* Task objective
Please return the records below exactly as they stand.

* Material for the task
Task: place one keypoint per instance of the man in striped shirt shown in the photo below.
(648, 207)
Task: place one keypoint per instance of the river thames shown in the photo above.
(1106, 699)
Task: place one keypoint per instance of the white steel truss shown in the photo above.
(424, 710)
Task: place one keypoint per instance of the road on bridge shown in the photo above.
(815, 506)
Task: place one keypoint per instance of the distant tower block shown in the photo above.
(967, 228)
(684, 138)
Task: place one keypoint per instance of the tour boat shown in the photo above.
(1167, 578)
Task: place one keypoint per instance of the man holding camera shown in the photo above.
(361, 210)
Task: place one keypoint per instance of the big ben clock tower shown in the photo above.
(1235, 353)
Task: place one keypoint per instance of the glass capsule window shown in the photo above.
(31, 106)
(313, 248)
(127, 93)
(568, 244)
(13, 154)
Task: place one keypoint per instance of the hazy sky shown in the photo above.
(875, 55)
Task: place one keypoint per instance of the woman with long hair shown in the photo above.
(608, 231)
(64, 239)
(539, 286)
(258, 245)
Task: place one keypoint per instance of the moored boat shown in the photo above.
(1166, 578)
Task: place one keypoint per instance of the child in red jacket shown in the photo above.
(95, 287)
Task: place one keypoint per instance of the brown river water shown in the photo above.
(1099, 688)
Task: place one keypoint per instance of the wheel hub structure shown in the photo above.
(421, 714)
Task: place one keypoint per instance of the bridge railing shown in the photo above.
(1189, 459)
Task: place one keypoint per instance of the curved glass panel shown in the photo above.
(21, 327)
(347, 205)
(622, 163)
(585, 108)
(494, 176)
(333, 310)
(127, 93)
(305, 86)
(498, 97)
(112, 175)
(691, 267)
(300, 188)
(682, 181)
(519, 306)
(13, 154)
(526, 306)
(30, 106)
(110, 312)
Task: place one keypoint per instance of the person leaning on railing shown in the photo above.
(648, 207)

* Solution for this exercise
Task: place one keypoint per instance of the man in striped shirt shown in the photo below.
(648, 207)
Task: place one keypoint per instance of the river thames shown in the photo above.
(1106, 699)
Task: place one keypoint per instance of the white steel truss shown in the photo above.
(424, 710)
Task: place one keypoint per instance of the road on bridge shown in the photo above.
(815, 506)
Task: place one keypoint per instance of the distant tower block shown in the photo above.
(967, 228)
(684, 138)
Task: place one keypoint per instance of the tour boat shown in the photo above.
(1167, 578)
Task: place one keypoint per instance of the man holding camera shown in the photo above.
(361, 210)
Task: place one keypoint per instance of the big ben clock tower shown in the photo above.
(1235, 353)
Task: place one keypoint per instance of the glass capsule window shown in the photo above.
(31, 106)
(313, 248)
(127, 93)
(568, 244)
(13, 154)
Task: place one keypoint per instance of the hazy sky shown in the photo above.
(875, 55)
Task: place one keypoint per instance of the woman with long hair shown in the photo above.
(608, 231)
(64, 239)
(539, 286)
(258, 245)
Task: place one keypoint per instance of the moored boat shown in the photo above.
(1166, 578)
Task: place one keypoint per instance of the child in red jacket shown in the photo above.
(95, 287)
Task: place one keypoint per instance of the brown river water shown in the photo above.
(1099, 688)
Task: place one keypoint per instance of the wheel hub structure shown in the photo above.
(421, 714)
Task: place one keypoint per instance of the bridge railing shown in the photo above.
(1189, 459)
Task: place one keypoint per instance of the curved glass panel shown in the photo above.
(21, 327)
(347, 205)
(622, 163)
(585, 108)
(494, 176)
(333, 310)
(127, 93)
(305, 86)
(498, 97)
(112, 175)
(691, 267)
(300, 188)
(682, 181)
(519, 306)
(13, 154)
(526, 306)
(30, 106)
(110, 312)
Task: place one keypoint per instance of the person leaning on railing shown in the photo above.
(648, 207)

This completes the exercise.